● **RECORDS**
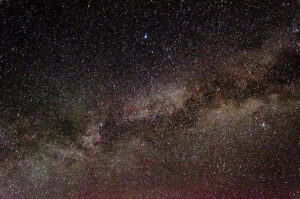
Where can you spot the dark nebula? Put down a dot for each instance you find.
(149, 99)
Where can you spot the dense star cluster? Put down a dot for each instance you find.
(149, 99)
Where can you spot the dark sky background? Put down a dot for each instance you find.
(125, 44)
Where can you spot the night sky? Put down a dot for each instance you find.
(149, 99)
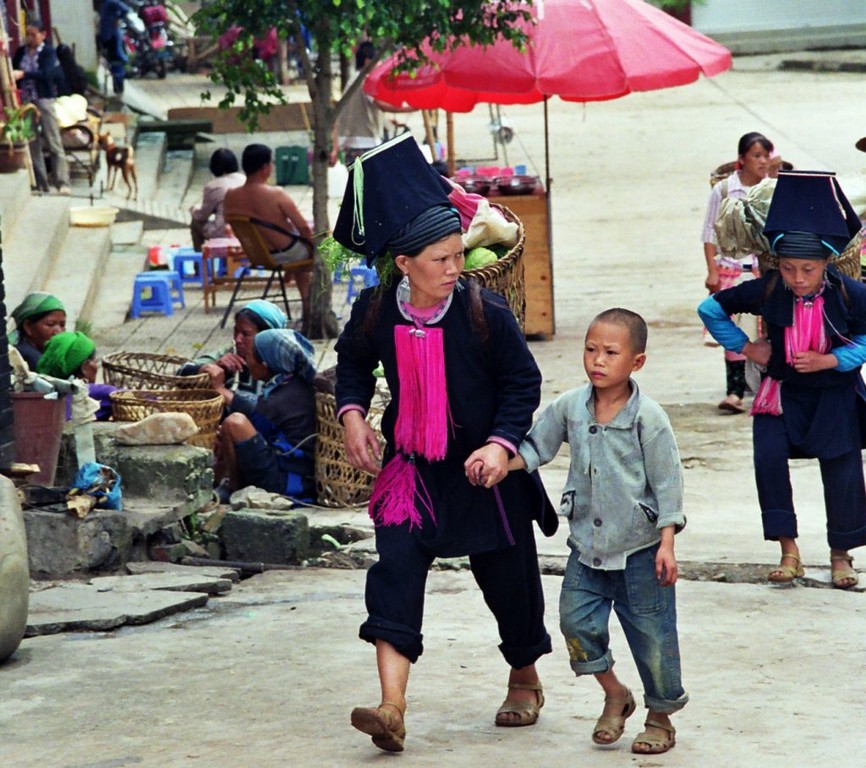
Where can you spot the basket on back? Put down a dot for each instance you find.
(204, 405)
(146, 370)
(505, 275)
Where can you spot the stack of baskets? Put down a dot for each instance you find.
(148, 384)
(505, 275)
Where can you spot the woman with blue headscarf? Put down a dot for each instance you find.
(269, 441)
(228, 366)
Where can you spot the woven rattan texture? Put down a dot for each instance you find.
(204, 405)
(146, 370)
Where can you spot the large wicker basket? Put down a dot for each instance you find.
(338, 483)
(145, 370)
(505, 275)
(204, 405)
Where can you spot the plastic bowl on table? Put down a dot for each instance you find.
(92, 216)
(479, 185)
(517, 185)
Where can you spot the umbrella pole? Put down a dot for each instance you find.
(428, 129)
(546, 149)
(452, 162)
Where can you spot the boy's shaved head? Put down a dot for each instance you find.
(636, 325)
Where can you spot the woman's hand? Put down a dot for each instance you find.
(361, 443)
(713, 281)
(231, 362)
(811, 362)
(487, 465)
(216, 374)
(757, 351)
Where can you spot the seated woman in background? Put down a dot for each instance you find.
(269, 442)
(207, 217)
(73, 354)
(228, 366)
(39, 317)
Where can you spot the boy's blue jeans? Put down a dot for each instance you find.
(647, 613)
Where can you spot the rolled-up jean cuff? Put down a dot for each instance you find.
(594, 667)
(405, 640)
(846, 540)
(779, 523)
(664, 706)
(517, 658)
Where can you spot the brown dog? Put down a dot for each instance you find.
(120, 159)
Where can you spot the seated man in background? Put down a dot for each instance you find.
(207, 217)
(276, 214)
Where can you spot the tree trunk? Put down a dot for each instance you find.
(321, 322)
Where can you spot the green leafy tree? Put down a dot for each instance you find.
(336, 26)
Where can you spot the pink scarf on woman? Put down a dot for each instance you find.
(804, 334)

● **PROBLEM**
Once the line with "Where can you spot the woman's" is found, transcribe it and each line after it through the final line of the entries, exactly and only.

● **EXERCISE SOLUTION**
Where can you spot the woman's hand? Put down a dot for each instance you find.
(361, 443)
(713, 281)
(231, 362)
(811, 362)
(487, 465)
(216, 374)
(757, 351)
Where can you spot the seated woman in background? Put down a dot for each instance you find.
(269, 442)
(207, 217)
(73, 354)
(228, 366)
(39, 317)
Where can you spot the boy's blue jeans? Put down a dot for each instance you find.
(647, 613)
Where can you spot the rolled-up jean cuff? Put down a dot for each instance you find.
(594, 667)
(405, 640)
(846, 540)
(779, 523)
(664, 706)
(517, 658)
Where can you spot the brown dog? Put down a dot for each instance you find.
(120, 159)
Where can you spot the seated man in background? Put down a dot for each instance you find.
(207, 217)
(276, 214)
Where can you spot the tree trunk? Put down a dot for each instance you find.
(321, 322)
Where can you spot the green leafy tree? Put down a dot for each instance you find.
(336, 26)
Where can you spot the pink scarf on woman? Put down a dot for each instance you find.
(804, 334)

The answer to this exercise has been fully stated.